Your instructions: Reproduce as a numbered list, with blank lines omitted, the lines of the records from the one containing "Isolate wooden support" through the one containing "left=168, top=144, right=188, bottom=161", both included.

Raw records:

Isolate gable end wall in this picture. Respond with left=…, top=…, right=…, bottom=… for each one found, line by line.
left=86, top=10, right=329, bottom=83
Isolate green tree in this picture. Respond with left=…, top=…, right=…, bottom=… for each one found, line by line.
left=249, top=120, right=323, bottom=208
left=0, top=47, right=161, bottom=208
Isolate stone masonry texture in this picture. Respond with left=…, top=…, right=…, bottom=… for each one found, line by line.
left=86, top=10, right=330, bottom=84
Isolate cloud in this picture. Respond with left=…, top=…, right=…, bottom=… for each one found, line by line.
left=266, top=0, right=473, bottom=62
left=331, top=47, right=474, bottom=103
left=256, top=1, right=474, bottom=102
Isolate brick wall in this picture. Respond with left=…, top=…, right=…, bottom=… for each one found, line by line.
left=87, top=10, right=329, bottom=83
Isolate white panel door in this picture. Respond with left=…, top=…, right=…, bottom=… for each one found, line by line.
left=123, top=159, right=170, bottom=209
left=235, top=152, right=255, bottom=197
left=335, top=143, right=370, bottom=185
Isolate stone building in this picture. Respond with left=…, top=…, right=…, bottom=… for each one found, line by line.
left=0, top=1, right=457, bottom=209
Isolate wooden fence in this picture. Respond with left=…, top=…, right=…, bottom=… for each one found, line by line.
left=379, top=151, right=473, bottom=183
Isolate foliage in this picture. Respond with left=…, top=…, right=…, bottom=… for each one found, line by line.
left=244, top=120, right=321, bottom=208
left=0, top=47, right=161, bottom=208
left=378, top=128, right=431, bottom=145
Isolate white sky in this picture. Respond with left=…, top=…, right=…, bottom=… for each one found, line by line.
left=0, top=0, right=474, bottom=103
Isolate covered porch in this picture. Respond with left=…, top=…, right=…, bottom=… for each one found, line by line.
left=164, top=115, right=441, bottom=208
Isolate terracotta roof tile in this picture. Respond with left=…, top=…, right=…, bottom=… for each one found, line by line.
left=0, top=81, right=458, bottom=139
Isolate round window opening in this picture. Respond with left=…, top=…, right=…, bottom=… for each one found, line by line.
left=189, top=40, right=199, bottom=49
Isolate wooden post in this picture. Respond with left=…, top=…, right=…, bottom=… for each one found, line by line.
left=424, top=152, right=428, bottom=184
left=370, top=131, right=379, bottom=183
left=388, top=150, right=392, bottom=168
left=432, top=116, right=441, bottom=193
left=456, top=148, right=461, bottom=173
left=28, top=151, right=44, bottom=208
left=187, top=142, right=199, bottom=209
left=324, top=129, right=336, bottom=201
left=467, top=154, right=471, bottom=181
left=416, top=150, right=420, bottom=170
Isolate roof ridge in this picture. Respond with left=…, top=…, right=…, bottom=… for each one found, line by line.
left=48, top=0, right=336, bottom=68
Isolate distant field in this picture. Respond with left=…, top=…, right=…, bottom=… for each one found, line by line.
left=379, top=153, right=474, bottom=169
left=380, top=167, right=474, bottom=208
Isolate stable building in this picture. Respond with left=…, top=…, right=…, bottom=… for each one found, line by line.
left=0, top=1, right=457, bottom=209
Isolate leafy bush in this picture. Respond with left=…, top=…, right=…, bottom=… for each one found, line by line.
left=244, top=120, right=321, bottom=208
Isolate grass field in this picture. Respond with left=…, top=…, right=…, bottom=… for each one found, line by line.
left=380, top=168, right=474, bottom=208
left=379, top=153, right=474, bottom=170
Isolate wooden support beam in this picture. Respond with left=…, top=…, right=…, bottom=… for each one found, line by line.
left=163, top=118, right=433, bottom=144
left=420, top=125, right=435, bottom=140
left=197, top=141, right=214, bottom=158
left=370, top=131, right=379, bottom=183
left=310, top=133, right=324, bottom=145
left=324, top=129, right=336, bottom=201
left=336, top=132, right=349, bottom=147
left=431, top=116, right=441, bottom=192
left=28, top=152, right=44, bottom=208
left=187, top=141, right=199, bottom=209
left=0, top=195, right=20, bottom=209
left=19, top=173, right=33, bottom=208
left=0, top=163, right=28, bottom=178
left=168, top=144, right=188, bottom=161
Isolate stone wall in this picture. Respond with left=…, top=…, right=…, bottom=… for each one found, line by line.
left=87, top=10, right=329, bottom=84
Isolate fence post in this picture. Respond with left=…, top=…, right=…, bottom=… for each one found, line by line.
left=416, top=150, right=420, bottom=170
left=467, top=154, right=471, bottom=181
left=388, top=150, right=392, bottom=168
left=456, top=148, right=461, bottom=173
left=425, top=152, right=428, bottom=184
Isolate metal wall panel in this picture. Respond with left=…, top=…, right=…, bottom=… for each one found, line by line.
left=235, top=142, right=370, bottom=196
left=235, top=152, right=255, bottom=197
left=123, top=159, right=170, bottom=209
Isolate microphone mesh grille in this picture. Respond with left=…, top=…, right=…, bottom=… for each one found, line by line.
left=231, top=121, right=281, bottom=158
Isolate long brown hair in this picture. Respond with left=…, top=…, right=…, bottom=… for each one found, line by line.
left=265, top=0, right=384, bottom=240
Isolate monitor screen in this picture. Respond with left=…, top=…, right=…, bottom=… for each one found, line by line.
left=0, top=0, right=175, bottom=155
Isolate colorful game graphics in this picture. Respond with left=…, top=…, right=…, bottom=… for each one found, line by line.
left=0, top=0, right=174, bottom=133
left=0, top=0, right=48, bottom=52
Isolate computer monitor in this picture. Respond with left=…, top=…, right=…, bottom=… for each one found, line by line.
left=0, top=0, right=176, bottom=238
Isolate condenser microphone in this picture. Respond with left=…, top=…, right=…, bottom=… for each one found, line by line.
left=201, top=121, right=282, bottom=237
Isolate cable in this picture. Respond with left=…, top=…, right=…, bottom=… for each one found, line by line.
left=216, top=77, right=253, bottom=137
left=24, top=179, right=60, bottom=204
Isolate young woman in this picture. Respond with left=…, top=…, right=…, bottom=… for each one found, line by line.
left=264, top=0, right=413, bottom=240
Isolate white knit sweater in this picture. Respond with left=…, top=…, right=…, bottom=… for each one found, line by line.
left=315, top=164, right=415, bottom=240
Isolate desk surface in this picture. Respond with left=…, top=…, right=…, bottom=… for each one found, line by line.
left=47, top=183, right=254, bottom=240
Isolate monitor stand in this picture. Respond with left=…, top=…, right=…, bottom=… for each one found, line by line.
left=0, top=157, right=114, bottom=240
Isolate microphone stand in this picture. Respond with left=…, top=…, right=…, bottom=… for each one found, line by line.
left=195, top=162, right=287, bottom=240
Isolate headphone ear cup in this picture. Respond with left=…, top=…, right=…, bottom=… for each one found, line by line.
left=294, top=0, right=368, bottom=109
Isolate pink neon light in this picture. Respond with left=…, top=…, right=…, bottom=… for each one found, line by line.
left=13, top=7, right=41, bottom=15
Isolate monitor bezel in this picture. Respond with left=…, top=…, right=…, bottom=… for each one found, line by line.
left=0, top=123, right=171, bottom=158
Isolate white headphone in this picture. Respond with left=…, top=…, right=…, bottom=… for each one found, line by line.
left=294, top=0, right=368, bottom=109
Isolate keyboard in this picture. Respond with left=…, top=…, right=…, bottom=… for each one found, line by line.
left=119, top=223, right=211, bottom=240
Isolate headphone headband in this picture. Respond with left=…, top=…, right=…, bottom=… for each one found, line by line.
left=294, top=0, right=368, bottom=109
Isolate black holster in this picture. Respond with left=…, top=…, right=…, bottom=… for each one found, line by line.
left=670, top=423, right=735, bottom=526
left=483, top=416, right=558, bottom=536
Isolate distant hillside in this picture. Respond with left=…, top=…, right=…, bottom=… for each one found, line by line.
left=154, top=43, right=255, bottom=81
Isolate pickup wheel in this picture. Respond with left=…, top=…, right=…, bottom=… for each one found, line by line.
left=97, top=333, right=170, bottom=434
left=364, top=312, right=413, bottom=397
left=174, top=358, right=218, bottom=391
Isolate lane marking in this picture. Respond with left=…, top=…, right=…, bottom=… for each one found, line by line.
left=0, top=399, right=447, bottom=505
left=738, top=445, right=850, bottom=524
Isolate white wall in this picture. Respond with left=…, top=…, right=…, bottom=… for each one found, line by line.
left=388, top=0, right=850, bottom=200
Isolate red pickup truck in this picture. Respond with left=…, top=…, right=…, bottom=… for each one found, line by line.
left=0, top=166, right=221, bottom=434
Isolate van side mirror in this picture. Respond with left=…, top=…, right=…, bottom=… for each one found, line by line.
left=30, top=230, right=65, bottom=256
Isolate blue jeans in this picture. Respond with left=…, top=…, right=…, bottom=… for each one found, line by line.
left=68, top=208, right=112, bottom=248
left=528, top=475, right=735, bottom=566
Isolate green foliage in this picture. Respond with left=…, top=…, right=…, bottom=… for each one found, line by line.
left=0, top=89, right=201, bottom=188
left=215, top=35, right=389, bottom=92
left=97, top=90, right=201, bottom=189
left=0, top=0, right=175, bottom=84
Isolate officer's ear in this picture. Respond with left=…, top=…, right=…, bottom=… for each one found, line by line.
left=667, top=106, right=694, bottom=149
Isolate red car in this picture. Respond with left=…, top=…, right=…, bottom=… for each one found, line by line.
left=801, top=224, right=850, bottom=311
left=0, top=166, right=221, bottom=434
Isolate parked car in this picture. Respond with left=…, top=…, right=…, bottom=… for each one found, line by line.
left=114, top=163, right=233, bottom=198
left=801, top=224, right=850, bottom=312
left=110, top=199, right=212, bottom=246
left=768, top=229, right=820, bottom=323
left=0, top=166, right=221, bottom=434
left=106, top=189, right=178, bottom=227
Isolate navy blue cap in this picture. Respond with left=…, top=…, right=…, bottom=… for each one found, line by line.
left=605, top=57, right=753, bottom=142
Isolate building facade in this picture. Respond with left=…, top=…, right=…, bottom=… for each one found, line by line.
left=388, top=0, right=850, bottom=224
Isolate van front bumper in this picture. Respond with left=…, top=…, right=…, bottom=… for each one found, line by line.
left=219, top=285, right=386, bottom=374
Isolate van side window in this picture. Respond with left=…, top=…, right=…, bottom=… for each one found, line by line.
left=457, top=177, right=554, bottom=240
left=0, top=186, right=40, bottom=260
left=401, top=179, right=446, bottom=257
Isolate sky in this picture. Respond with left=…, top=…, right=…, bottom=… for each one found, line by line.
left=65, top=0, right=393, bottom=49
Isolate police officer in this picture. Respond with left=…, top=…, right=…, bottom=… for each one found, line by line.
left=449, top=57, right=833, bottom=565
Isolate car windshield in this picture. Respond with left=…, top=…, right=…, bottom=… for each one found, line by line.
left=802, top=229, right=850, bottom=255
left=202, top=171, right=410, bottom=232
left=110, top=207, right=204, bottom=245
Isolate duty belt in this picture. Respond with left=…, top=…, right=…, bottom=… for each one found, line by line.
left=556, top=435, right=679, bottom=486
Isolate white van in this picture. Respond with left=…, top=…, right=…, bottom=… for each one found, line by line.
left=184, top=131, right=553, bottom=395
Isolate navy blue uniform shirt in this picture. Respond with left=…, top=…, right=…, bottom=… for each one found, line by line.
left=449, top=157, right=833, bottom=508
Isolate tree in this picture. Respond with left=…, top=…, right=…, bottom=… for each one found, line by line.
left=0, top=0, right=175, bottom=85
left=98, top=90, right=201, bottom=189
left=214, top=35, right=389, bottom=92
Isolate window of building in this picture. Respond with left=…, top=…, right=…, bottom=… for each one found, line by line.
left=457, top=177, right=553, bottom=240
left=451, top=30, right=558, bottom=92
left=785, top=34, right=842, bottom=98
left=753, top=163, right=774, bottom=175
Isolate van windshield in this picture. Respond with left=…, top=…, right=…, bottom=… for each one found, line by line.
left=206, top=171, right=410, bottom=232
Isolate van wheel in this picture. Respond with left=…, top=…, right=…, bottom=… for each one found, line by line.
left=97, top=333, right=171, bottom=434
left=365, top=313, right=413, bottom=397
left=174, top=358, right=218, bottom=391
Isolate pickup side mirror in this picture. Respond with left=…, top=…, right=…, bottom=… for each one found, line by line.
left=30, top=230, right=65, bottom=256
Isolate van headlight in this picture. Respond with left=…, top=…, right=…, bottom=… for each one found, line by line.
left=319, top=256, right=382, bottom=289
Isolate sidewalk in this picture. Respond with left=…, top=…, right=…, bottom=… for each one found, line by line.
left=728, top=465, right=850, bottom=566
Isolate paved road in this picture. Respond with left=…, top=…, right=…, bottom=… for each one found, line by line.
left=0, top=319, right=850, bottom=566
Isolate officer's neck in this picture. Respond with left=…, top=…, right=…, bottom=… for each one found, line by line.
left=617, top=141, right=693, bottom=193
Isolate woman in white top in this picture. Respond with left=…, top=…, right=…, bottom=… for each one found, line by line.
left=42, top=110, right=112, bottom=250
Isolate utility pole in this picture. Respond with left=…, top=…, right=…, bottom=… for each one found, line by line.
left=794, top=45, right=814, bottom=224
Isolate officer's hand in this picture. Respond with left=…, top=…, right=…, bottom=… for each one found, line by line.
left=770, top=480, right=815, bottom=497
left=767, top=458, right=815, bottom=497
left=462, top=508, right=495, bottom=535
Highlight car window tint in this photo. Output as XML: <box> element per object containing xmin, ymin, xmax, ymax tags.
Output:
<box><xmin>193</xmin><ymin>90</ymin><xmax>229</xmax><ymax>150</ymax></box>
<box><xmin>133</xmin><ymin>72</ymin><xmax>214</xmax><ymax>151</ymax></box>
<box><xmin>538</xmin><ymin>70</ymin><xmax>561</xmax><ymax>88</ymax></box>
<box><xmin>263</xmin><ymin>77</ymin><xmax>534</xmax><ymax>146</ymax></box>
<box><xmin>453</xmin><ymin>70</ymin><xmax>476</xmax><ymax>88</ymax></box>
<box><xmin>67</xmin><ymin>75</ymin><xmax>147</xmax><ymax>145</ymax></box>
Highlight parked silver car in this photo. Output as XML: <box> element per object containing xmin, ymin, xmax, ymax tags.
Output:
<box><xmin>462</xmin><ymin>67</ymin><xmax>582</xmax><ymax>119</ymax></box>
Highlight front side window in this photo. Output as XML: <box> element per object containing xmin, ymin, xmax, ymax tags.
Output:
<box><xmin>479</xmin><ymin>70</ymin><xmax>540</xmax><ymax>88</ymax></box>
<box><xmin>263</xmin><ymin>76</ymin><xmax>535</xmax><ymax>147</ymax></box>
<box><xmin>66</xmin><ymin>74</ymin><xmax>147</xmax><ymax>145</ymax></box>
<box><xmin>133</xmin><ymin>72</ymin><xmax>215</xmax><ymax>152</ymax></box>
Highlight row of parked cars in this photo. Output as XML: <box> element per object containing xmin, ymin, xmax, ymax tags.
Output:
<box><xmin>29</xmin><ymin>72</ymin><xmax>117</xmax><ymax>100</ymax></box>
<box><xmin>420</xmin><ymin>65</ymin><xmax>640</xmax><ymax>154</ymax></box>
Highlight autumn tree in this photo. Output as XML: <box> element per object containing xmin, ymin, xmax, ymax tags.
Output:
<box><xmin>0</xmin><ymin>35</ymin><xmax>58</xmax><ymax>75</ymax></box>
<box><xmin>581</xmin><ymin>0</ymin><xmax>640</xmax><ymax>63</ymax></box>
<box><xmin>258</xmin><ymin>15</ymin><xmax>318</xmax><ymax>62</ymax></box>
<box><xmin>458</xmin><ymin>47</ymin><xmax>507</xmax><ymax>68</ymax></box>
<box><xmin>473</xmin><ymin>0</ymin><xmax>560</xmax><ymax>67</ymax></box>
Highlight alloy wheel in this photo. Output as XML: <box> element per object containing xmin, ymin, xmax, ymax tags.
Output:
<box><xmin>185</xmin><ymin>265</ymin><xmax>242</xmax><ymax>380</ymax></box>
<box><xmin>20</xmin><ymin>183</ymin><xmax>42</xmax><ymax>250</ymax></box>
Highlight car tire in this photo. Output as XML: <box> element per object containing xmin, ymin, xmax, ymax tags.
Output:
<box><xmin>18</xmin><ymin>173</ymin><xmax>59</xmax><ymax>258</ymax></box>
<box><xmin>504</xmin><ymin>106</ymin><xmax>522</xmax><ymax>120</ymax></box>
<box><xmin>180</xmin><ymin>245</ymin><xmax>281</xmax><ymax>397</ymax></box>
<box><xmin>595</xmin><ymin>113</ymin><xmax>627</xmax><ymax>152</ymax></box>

Exercise result:
1. Isolate wooden support beam in this picture. Respond with left=…, top=…, right=…, bottom=… for each one found, line by line.
2. left=163, top=118, right=433, bottom=144
3. left=420, top=125, right=435, bottom=140
4. left=197, top=141, right=214, bottom=158
5. left=370, top=131, right=379, bottom=183
6. left=310, top=133, right=324, bottom=145
7. left=324, top=129, right=336, bottom=201
8. left=336, top=132, right=349, bottom=147
9. left=431, top=116, right=441, bottom=192
10. left=28, top=152, right=44, bottom=208
11. left=187, top=141, right=199, bottom=209
12. left=0, top=195, right=20, bottom=209
13. left=19, top=173, right=33, bottom=208
14. left=0, top=163, right=28, bottom=178
15. left=168, top=144, right=188, bottom=161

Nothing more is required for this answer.